**TRY IT**
From the court opinion below, quote word for word the passage between "This case comes" and "of collateral estoppel.", inclusive.

**EXCERPT PROVIDED**
-=-=-
The opinion of the court was delivered by: KIM GIBSON, District Judge


This case comes before the Court on Defendants' Motion to Dismiss pursuant to Fed.R.Civ.P. 12(b)(6). (Document No. 6). Defendants seek dismissal of Plaintiff's claims on the basis that Plaintiff fails to state a claim for which relief may be granted and note that Plaintiff has raised issues previously decided by this court. Finding that Plaintiff's complaint raises identical issues to those addressed in earlier decisions, and in consideration of Defendants' Motion to Dismiss and Plaintiff's Response to Defendants' Motion to Dismiss, this Court grants Defendants' Motion to Dismiss on the basis of collateral estoppel.
-=-=-
**DATASET**
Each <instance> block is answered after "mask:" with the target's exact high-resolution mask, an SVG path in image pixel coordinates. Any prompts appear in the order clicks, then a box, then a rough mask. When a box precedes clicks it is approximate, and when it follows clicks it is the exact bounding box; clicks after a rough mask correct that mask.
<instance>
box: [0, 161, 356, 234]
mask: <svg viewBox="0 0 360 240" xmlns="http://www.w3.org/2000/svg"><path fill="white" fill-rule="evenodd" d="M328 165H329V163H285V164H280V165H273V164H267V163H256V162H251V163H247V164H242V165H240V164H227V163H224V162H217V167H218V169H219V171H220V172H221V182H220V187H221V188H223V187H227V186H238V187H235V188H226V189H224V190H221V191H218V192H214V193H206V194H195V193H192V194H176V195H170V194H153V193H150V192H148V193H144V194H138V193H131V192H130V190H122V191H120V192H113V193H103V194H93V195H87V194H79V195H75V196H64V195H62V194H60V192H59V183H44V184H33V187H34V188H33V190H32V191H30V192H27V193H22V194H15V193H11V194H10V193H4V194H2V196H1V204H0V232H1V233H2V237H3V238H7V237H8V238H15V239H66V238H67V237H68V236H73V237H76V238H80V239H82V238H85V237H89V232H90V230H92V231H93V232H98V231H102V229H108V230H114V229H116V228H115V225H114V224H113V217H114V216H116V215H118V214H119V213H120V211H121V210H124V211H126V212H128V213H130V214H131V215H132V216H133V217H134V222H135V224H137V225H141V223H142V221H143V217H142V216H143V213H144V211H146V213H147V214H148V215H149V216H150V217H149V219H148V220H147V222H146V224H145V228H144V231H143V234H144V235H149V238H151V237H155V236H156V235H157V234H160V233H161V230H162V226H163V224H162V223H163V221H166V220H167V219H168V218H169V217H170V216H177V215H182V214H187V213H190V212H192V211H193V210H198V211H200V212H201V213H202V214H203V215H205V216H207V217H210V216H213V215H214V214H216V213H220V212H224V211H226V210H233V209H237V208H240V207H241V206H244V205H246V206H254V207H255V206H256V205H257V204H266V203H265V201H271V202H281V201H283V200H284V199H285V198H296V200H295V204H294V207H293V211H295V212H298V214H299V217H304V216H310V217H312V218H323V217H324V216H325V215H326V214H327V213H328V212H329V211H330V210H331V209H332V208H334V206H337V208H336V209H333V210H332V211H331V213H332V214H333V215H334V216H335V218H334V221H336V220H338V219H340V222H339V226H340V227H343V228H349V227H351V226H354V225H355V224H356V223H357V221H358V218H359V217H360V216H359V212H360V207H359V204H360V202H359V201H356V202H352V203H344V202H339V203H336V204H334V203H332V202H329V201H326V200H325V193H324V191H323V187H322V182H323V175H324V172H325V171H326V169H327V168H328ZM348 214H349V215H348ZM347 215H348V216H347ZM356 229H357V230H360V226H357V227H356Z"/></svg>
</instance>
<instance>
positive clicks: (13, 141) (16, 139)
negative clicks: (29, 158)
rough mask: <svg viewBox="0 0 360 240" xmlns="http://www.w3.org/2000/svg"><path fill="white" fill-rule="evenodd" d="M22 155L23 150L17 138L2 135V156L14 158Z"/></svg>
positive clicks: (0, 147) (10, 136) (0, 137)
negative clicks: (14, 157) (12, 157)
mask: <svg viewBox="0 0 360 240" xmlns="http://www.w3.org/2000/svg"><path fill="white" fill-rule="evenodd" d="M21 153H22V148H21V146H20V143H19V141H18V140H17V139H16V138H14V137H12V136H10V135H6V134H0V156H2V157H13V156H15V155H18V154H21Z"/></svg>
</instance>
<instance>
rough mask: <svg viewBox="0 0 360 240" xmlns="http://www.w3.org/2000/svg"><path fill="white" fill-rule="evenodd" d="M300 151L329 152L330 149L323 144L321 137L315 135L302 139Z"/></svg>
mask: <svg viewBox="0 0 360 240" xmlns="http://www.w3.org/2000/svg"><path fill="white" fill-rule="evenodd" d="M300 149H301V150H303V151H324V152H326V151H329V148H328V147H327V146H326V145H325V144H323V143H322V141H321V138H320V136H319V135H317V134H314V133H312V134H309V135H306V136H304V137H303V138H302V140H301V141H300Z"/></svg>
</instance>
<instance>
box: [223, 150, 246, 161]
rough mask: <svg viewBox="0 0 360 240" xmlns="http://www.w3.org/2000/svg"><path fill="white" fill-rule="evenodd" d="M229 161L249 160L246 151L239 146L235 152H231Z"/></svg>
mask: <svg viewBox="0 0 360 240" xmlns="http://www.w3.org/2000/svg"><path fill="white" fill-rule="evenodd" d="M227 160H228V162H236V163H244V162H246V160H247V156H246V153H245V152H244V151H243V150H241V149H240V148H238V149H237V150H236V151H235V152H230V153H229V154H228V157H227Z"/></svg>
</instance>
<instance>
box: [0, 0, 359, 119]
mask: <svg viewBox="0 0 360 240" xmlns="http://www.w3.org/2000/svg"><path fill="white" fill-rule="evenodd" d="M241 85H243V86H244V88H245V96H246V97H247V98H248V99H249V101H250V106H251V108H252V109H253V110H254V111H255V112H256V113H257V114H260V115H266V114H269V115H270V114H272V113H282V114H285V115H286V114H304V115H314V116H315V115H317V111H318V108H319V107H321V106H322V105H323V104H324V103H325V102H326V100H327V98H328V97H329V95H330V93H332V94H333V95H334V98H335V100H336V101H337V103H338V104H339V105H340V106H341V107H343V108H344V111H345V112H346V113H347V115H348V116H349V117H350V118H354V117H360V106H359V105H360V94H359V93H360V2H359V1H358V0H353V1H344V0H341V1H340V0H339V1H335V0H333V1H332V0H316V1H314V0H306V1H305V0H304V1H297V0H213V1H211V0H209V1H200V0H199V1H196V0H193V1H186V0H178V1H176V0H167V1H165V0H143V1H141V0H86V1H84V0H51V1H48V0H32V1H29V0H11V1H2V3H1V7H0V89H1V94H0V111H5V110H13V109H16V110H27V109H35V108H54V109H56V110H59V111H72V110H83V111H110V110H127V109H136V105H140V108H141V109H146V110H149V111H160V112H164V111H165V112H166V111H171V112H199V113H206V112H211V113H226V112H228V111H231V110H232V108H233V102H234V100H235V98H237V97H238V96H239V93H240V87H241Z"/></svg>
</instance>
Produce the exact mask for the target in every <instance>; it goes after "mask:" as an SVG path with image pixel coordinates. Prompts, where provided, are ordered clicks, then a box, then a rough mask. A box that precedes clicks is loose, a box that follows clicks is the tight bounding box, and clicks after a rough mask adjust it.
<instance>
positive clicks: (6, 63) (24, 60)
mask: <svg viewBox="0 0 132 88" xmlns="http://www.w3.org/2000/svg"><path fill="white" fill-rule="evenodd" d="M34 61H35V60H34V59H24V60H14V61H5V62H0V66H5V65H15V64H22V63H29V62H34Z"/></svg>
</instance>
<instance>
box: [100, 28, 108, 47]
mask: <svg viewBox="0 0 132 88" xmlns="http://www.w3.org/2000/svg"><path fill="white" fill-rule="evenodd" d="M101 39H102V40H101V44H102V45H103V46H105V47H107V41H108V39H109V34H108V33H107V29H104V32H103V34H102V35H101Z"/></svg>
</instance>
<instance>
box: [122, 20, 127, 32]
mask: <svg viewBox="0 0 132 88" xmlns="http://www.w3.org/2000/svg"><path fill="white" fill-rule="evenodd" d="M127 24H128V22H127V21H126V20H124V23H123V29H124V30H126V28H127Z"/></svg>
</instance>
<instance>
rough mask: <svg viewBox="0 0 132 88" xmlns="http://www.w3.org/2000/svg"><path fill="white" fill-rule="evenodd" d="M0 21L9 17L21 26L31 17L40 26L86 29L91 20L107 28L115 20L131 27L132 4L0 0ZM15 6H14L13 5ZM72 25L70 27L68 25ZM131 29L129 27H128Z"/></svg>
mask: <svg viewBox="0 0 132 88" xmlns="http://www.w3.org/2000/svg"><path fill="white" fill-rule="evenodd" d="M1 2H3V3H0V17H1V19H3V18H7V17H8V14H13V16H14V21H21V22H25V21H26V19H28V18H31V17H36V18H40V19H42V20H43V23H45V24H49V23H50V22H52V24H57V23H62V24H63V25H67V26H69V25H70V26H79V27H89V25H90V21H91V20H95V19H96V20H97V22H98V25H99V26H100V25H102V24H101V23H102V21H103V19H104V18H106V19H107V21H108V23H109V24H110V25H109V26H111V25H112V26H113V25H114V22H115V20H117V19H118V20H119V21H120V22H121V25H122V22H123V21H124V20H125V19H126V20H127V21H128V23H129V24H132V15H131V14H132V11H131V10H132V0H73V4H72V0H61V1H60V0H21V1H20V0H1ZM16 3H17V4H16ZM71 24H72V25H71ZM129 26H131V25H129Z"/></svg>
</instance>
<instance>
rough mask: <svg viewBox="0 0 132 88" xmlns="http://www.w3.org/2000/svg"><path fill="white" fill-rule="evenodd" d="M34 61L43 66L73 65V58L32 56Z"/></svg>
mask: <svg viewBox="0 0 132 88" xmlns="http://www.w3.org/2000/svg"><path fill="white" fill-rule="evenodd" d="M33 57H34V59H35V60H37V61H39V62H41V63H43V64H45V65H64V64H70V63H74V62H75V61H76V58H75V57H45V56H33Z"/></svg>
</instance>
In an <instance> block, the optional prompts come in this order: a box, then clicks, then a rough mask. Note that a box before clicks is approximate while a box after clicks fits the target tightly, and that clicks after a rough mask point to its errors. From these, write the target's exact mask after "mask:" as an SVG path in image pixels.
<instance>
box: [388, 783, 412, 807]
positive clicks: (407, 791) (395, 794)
-=-=-
**EXERCISE ANSWER**
This case comes before the Court on Defendants' Motion to Dismiss pursuant to Fed.R.Civ.P. 12(b)(6). (Document No. 6). Defendants seek dismissal of Plaintiff's claims on the basis that Plaintiff fails to state a claim for which relief may be granted and note that Plaintiff has raised issues previously decided by this court. Finding that Plaintiff's complaint raises identical issues to those addressed in earlier decisions, and in consideration of Defendants' Motion to Dismiss and Plaintiff's Response to Defendants' Motion to Dismiss, this Court grants Defendants' Motion to Dismiss on the basis of collateral estoppel.